(Free-text object descriptions)
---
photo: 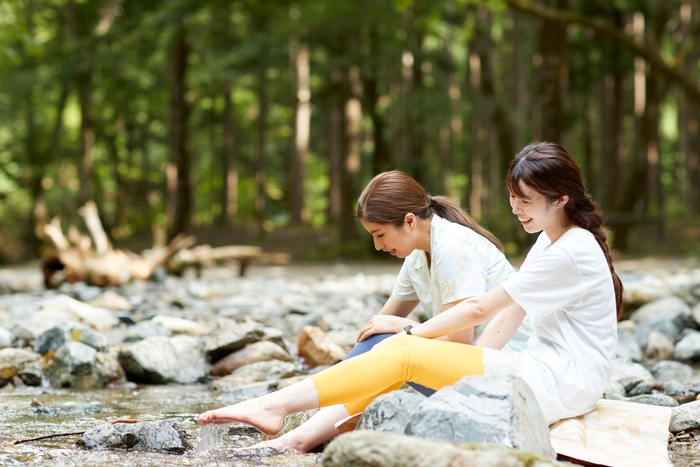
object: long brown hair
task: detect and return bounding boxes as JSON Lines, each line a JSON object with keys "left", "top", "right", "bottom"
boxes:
{"left": 356, "top": 170, "right": 503, "bottom": 251}
{"left": 506, "top": 142, "right": 624, "bottom": 319}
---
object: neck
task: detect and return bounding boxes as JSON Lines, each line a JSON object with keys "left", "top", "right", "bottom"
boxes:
{"left": 415, "top": 214, "right": 433, "bottom": 253}
{"left": 545, "top": 221, "right": 572, "bottom": 244}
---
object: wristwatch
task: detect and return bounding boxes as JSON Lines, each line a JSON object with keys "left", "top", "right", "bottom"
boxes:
{"left": 404, "top": 325, "right": 413, "bottom": 335}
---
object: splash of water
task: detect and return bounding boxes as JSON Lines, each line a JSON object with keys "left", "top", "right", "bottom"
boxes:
{"left": 195, "top": 424, "right": 229, "bottom": 452}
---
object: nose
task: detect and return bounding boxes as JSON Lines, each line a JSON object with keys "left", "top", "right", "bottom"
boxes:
{"left": 373, "top": 237, "right": 382, "bottom": 251}
{"left": 510, "top": 199, "right": 522, "bottom": 214}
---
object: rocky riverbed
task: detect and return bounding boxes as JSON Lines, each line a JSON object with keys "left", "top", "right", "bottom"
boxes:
{"left": 1, "top": 258, "right": 700, "bottom": 466}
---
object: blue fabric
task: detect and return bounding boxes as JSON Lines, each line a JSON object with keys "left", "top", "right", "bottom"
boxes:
{"left": 343, "top": 333, "right": 436, "bottom": 397}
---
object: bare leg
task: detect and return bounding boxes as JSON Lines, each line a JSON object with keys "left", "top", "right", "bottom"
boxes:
{"left": 241, "top": 404, "right": 350, "bottom": 453}
{"left": 198, "top": 378, "right": 320, "bottom": 435}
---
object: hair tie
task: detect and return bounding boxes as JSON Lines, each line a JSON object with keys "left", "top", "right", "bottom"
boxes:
{"left": 428, "top": 195, "right": 437, "bottom": 207}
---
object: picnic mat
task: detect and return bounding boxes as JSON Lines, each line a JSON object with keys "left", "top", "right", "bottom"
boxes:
{"left": 549, "top": 399, "right": 673, "bottom": 467}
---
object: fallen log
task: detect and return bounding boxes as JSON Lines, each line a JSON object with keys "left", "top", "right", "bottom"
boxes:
{"left": 41, "top": 201, "right": 195, "bottom": 288}
{"left": 167, "top": 244, "right": 263, "bottom": 277}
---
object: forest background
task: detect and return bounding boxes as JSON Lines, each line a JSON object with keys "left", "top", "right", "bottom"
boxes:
{"left": 1, "top": 0, "right": 699, "bottom": 266}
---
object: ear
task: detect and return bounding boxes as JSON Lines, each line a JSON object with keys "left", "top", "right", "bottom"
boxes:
{"left": 553, "top": 195, "right": 569, "bottom": 209}
{"left": 404, "top": 213, "right": 417, "bottom": 229}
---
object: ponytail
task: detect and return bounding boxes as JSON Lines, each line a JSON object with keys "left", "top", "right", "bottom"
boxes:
{"left": 357, "top": 171, "right": 503, "bottom": 252}
{"left": 567, "top": 195, "right": 624, "bottom": 320}
{"left": 430, "top": 196, "right": 504, "bottom": 252}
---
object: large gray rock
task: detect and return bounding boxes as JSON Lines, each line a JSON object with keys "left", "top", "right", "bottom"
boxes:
{"left": 356, "top": 391, "right": 425, "bottom": 433}
{"left": 646, "top": 331, "right": 675, "bottom": 361}
{"left": 611, "top": 357, "right": 654, "bottom": 382}
{"left": 670, "top": 400, "right": 700, "bottom": 433}
{"left": 78, "top": 420, "right": 191, "bottom": 453}
{"left": 0, "top": 326, "right": 11, "bottom": 348}
{"left": 211, "top": 360, "right": 297, "bottom": 391}
{"left": 405, "top": 374, "right": 555, "bottom": 459}
{"left": 118, "top": 335, "right": 208, "bottom": 384}
{"left": 205, "top": 321, "right": 266, "bottom": 362}
{"left": 631, "top": 296, "right": 691, "bottom": 348}
{"left": 651, "top": 360, "right": 694, "bottom": 382}
{"left": 322, "top": 431, "right": 568, "bottom": 467}
{"left": 211, "top": 340, "right": 292, "bottom": 377}
{"left": 674, "top": 329, "right": 700, "bottom": 361}
{"left": 48, "top": 341, "right": 122, "bottom": 389}
{"left": 616, "top": 327, "right": 643, "bottom": 362}
{"left": 0, "top": 347, "right": 43, "bottom": 387}
{"left": 37, "top": 294, "right": 120, "bottom": 331}
{"left": 34, "top": 321, "right": 107, "bottom": 355}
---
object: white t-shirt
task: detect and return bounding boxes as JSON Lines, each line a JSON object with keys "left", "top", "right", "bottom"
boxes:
{"left": 392, "top": 214, "right": 532, "bottom": 351}
{"left": 500, "top": 228, "right": 617, "bottom": 425}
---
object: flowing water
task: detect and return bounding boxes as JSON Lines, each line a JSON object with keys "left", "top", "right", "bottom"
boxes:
{"left": 0, "top": 384, "right": 321, "bottom": 466}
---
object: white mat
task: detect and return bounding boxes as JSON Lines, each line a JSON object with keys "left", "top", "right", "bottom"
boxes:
{"left": 550, "top": 399, "right": 673, "bottom": 467}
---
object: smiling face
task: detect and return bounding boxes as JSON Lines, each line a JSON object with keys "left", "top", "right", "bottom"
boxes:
{"left": 360, "top": 218, "right": 417, "bottom": 258}
{"left": 509, "top": 181, "right": 569, "bottom": 241}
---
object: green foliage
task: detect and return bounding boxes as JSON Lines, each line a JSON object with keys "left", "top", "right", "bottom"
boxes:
{"left": 0, "top": 0, "right": 699, "bottom": 263}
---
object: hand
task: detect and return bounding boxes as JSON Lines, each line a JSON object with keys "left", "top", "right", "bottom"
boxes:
{"left": 357, "top": 315, "right": 415, "bottom": 342}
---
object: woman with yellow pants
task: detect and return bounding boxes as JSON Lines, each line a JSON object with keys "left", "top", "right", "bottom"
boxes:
{"left": 198, "top": 142, "right": 623, "bottom": 433}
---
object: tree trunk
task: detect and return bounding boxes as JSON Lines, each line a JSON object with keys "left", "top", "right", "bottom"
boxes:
{"left": 474, "top": 7, "right": 515, "bottom": 185}
{"left": 537, "top": 0, "right": 568, "bottom": 142}
{"left": 167, "top": 21, "right": 191, "bottom": 240}
{"left": 290, "top": 38, "right": 310, "bottom": 224}
{"left": 219, "top": 78, "right": 238, "bottom": 226}
{"left": 329, "top": 101, "right": 343, "bottom": 224}
{"left": 599, "top": 8, "right": 624, "bottom": 209}
{"left": 65, "top": 0, "right": 94, "bottom": 206}
{"left": 340, "top": 77, "right": 362, "bottom": 242}
{"left": 256, "top": 63, "right": 267, "bottom": 235}
{"left": 364, "top": 27, "right": 391, "bottom": 177}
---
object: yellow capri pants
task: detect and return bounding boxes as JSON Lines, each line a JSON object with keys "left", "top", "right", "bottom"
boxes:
{"left": 310, "top": 334, "right": 484, "bottom": 415}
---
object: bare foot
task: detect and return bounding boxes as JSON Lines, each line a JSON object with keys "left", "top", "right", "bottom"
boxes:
{"left": 197, "top": 399, "right": 285, "bottom": 435}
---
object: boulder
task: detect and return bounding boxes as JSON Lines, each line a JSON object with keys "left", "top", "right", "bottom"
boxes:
{"left": 297, "top": 326, "right": 346, "bottom": 367}
{"left": 651, "top": 360, "right": 693, "bottom": 382}
{"left": 205, "top": 321, "right": 267, "bottom": 363}
{"left": 0, "top": 326, "right": 11, "bottom": 348}
{"left": 674, "top": 329, "right": 700, "bottom": 361}
{"left": 149, "top": 314, "right": 210, "bottom": 336}
{"left": 645, "top": 331, "right": 675, "bottom": 361}
{"left": 322, "top": 431, "right": 568, "bottom": 467}
{"left": 356, "top": 390, "right": 425, "bottom": 433}
{"left": 37, "top": 294, "right": 120, "bottom": 331}
{"left": 89, "top": 290, "right": 133, "bottom": 312}
{"left": 670, "top": 400, "right": 700, "bottom": 433}
{"left": 211, "top": 340, "right": 292, "bottom": 376}
{"left": 118, "top": 335, "right": 208, "bottom": 384}
{"left": 611, "top": 358, "right": 653, "bottom": 382}
{"left": 48, "top": 342, "right": 99, "bottom": 388}
{"left": 0, "top": 347, "right": 43, "bottom": 387}
{"left": 211, "top": 360, "right": 297, "bottom": 391}
{"left": 406, "top": 374, "right": 555, "bottom": 459}
{"left": 33, "top": 321, "right": 108, "bottom": 355}
{"left": 631, "top": 296, "right": 691, "bottom": 348}
{"left": 616, "top": 326, "right": 643, "bottom": 362}
{"left": 78, "top": 420, "right": 191, "bottom": 453}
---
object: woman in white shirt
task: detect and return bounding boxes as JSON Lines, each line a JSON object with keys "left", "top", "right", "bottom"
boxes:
{"left": 198, "top": 142, "right": 622, "bottom": 435}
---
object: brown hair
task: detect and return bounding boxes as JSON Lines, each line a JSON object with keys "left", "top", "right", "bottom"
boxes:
{"left": 356, "top": 170, "right": 503, "bottom": 251}
{"left": 506, "top": 142, "right": 624, "bottom": 319}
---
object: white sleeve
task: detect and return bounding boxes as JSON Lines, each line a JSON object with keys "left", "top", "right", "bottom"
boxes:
{"left": 502, "top": 246, "right": 583, "bottom": 322}
{"left": 433, "top": 238, "right": 489, "bottom": 305}
{"left": 392, "top": 261, "right": 419, "bottom": 301}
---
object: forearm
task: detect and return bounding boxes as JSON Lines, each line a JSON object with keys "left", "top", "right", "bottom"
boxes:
{"left": 475, "top": 305, "right": 526, "bottom": 350}
{"left": 378, "top": 295, "right": 419, "bottom": 317}
{"left": 408, "top": 286, "right": 513, "bottom": 339}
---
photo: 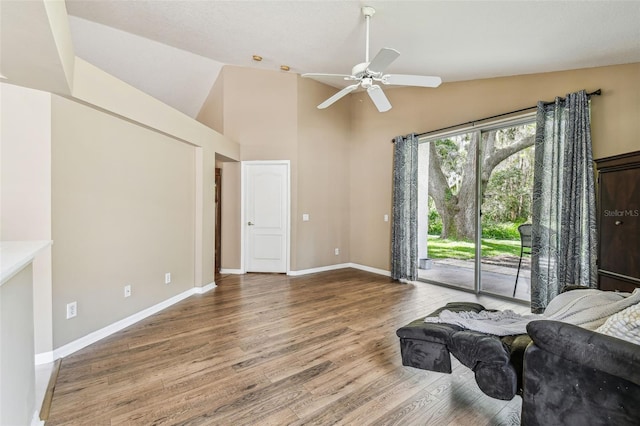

• [WHAT IS BEING ASKED]: State the number of lines in the data above that include the word "white", leaving out any other words.

• [EXERCISE RESPONSE]: 4